[Saved entries]
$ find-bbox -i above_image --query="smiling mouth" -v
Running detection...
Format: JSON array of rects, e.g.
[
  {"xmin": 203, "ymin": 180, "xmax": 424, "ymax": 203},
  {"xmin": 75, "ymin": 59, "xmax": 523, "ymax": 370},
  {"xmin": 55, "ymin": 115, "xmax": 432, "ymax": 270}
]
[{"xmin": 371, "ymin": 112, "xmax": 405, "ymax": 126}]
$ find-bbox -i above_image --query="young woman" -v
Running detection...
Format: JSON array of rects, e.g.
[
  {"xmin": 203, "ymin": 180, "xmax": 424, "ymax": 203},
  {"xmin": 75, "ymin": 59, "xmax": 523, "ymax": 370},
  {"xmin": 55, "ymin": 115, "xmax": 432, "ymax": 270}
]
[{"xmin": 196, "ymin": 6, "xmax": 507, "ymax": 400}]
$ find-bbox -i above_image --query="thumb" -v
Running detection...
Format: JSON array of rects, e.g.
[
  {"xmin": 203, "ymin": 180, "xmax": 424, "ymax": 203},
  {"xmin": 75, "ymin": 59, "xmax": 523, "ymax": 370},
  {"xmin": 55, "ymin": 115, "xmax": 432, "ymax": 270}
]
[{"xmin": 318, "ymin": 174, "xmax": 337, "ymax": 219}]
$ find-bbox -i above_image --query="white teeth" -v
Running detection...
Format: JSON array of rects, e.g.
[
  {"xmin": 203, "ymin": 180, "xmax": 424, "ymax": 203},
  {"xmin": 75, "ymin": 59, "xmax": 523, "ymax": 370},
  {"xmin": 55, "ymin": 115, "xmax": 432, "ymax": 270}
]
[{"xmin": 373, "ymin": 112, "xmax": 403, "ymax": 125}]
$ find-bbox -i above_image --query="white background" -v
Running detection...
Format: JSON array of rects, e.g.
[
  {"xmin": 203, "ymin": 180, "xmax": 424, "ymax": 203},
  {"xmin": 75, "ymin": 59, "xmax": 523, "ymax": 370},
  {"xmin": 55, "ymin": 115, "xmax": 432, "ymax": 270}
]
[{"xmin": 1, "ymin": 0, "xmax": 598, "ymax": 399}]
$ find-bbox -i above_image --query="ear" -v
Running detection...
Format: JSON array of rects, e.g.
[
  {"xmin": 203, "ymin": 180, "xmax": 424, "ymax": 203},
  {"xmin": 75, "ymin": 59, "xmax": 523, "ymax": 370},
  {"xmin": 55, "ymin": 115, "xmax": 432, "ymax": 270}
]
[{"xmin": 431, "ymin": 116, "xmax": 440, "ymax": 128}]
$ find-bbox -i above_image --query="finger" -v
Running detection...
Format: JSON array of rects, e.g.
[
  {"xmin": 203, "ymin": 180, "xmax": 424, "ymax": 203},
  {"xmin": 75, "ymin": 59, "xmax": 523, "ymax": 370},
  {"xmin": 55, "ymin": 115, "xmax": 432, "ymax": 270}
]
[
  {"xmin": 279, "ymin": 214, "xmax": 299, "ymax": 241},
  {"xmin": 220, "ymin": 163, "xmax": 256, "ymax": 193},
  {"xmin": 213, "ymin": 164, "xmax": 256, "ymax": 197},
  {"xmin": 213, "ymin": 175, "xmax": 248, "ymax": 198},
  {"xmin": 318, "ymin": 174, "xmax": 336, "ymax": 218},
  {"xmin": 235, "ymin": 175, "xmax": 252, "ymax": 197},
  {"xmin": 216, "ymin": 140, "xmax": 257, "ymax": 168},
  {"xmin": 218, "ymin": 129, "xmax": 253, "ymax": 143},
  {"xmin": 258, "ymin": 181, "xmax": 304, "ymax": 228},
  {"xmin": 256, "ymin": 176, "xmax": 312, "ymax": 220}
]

Work instructions:
Transcribe the entries above, every line exactly as it reads.

The answer:
$ find-bbox -i above_image --query="smiling mouth" -v
Running detection...
Format: JSON array of rects, e.g.
[
  {"xmin": 203, "ymin": 180, "xmax": 424, "ymax": 203},
  {"xmin": 75, "ymin": 59, "xmax": 523, "ymax": 370},
  {"xmin": 55, "ymin": 115, "xmax": 432, "ymax": 270}
]
[{"xmin": 371, "ymin": 112, "xmax": 405, "ymax": 126}]
$ find-bbox -i above_image --query="young woman" -v
Running detection...
Format: JSON array of rects, e.g.
[
  {"xmin": 203, "ymin": 180, "xmax": 424, "ymax": 203},
  {"xmin": 75, "ymin": 59, "xmax": 523, "ymax": 370},
  {"xmin": 55, "ymin": 115, "xmax": 432, "ymax": 270}
]
[{"xmin": 196, "ymin": 6, "xmax": 507, "ymax": 400}]
$ find-bbox -i above_image --query="thumb" -v
Running detection...
Format: JSON array of rects, e.g.
[
  {"xmin": 203, "ymin": 180, "xmax": 424, "ymax": 203},
  {"xmin": 75, "ymin": 59, "xmax": 523, "ymax": 370},
  {"xmin": 55, "ymin": 115, "xmax": 432, "ymax": 270}
]
[{"xmin": 318, "ymin": 174, "xmax": 337, "ymax": 219}]
$ find-bbox -i above_image --query="white teeth" -v
Running detection...
Format: JSON array of rects, e.g.
[
  {"xmin": 203, "ymin": 180, "xmax": 424, "ymax": 203},
  {"xmin": 75, "ymin": 59, "xmax": 523, "ymax": 370},
  {"xmin": 55, "ymin": 115, "xmax": 432, "ymax": 270}
]
[{"xmin": 373, "ymin": 112, "xmax": 403, "ymax": 125}]
$ find-bbox -i above_image --query="white background" -v
Running detection...
Format: JSON array of rects, e.g.
[
  {"xmin": 203, "ymin": 180, "xmax": 424, "ymax": 203},
  {"xmin": 75, "ymin": 59, "xmax": 523, "ymax": 370},
  {"xmin": 55, "ymin": 115, "xmax": 432, "ymax": 270}
]
[{"xmin": 1, "ymin": 0, "xmax": 598, "ymax": 399}]
$ find-bbox -i above_image --query="ear" -v
Running detection...
Format: JSON array of rects, e.g.
[
  {"xmin": 203, "ymin": 180, "xmax": 424, "ymax": 203},
  {"xmin": 75, "ymin": 59, "xmax": 523, "ymax": 370},
  {"xmin": 55, "ymin": 115, "xmax": 432, "ymax": 270}
]
[{"xmin": 431, "ymin": 116, "xmax": 440, "ymax": 128}]
$ find-bbox -i above_image --query="finger" -v
Running detection...
Format: JSON array of rects, e.g.
[
  {"xmin": 203, "ymin": 180, "xmax": 424, "ymax": 203},
  {"xmin": 75, "ymin": 59, "xmax": 523, "ymax": 370},
  {"xmin": 55, "ymin": 115, "xmax": 432, "ymax": 270}
]
[
  {"xmin": 279, "ymin": 214, "xmax": 299, "ymax": 241},
  {"xmin": 220, "ymin": 163, "xmax": 256, "ymax": 193},
  {"xmin": 213, "ymin": 164, "xmax": 256, "ymax": 197},
  {"xmin": 213, "ymin": 175, "xmax": 248, "ymax": 198},
  {"xmin": 318, "ymin": 174, "xmax": 336, "ymax": 218},
  {"xmin": 235, "ymin": 175, "xmax": 252, "ymax": 197},
  {"xmin": 216, "ymin": 140, "xmax": 257, "ymax": 168},
  {"xmin": 218, "ymin": 129, "xmax": 253, "ymax": 143},
  {"xmin": 258, "ymin": 181, "xmax": 304, "ymax": 228},
  {"xmin": 256, "ymin": 176, "xmax": 312, "ymax": 220}
]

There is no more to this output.